■ **Aufgabenstellung**:
Führen Sie den Auszug über die Verantwortung der Kultur in kritischen Zeiten im Anschluss an seinen letzten Satz weiter.

Nicole Sagener, 24.04.2017
© Bernhard Ludewig - Discourse

Weltweit, und auch in Europa, mischen sich Populismus und Ressentiment zunehmend in den öffentlichen und politischen Diskurs. Sichergeglaubte Werte wie Toleranz, Demokratie und Solidarität werden immer wieder infrage gestellt. Dass selbst Regierungen demokratischer Staaten inzwischen unverhohlen „alternative Fakten“ nutzen, ist ein Weckruf – nicht nur an die Politik. In einer Zeit, in der Europa zunehmend zweifelt, stellt sich die Frage, ob und wie sich Kunstschaffende und die kreative Industrie unmittelbarer den nationalistischen, Zwietracht säenden Strömungen entgegenstellen müssen.

Offenes Diskutieren braucht Übung

Über die „Verantwortung der Kultur in kritischen Zeiten“ sprachen in Berlin Künstler, Kulturvertreter, Medienschaffende und Autoren. Die Veranstaltung „Keine Macht den Lügen!“ wurde von der Allianz Kulturstiftung, der Initiative Offene Gesellschaft und dem Verein Gesicht Zeigen! im Rahmen der Berliner Stiftungswoche in Kooperation mit der Plattform berlinergazette.de organisiert.

■ **Bereitgestellte Daten**:

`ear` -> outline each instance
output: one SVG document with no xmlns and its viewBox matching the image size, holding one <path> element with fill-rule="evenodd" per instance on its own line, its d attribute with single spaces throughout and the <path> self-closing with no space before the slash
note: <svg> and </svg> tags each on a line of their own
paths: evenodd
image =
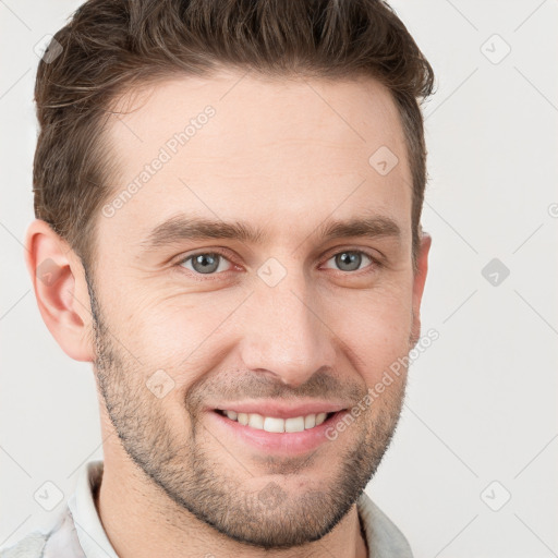
<svg viewBox="0 0 558 558">
<path fill-rule="evenodd" d="M 35 219 L 25 235 L 25 264 L 52 337 L 72 359 L 93 362 L 93 318 L 81 259 L 46 221 Z"/>
<path fill-rule="evenodd" d="M 432 236 L 427 232 L 421 233 L 418 253 L 416 256 L 416 271 L 413 278 L 413 325 L 411 344 L 414 347 L 421 338 L 421 302 L 423 300 L 424 284 L 428 271 L 428 253 Z"/>
</svg>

■ **Lösung**:
Ursprünglich als Diskussion in der Fishbowl-Methode angekündigt, bei der Besucher aus dem Plenum in den Kreis der Diskutanten wechseln können, wurde aus der Runde dann doch eine klassische Podiumsdiskussion. Die Öffnung der Diskussion für alle, das zeigte sich in den Gesprächen ebenso wie an der Organisation der Veranstaltung, muss noch geübt werden. Umso bedeutsamer ist die Warnung, die der designierte Präsident des Instituts für Auslandsbeziehungen (ifa), Martin Roth, an diesem Tag aussprach: „Wir müssen aus unserer Komfortzone herauskommen und uns fragen, wie wir die Politik stärken und uns gegenseitig unterstützen können.“ 

Sechs Stimmen von Podiumsgästen, sechs Positionen zum Diskurs in kritischen Zeiten.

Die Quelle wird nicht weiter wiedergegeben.